WHAT YOU SHOULD DO: Leave out the pictures, and copy exactly the lines from the line with "format | one" through the last line of the data below.

TASK INPUTS:

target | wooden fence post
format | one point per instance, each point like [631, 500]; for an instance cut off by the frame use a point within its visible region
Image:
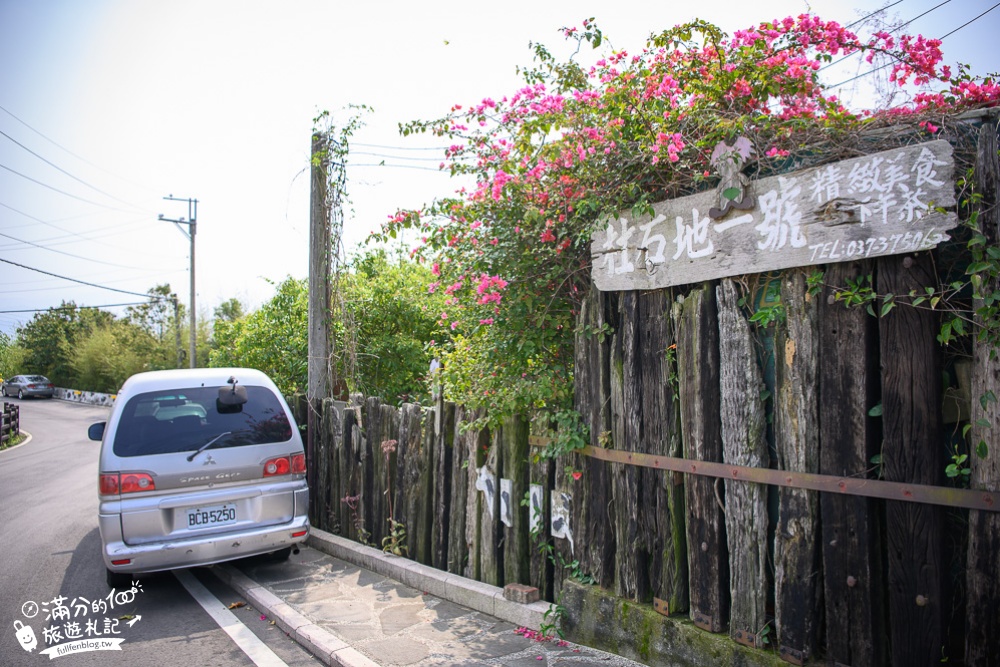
[445, 514]
[912, 452]
[797, 567]
[853, 585]
[661, 521]
[744, 443]
[631, 553]
[515, 469]
[590, 522]
[698, 380]
[490, 534]
[982, 645]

SOLUTION TO THE EXERCISE:
format | one point per instance, each point like [631, 500]; for an instance cut off by the frame use a point within its visible region
Image:
[445, 514]
[912, 452]
[797, 567]
[853, 585]
[661, 521]
[744, 443]
[631, 553]
[515, 469]
[590, 522]
[698, 380]
[490, 534]
[982, 645]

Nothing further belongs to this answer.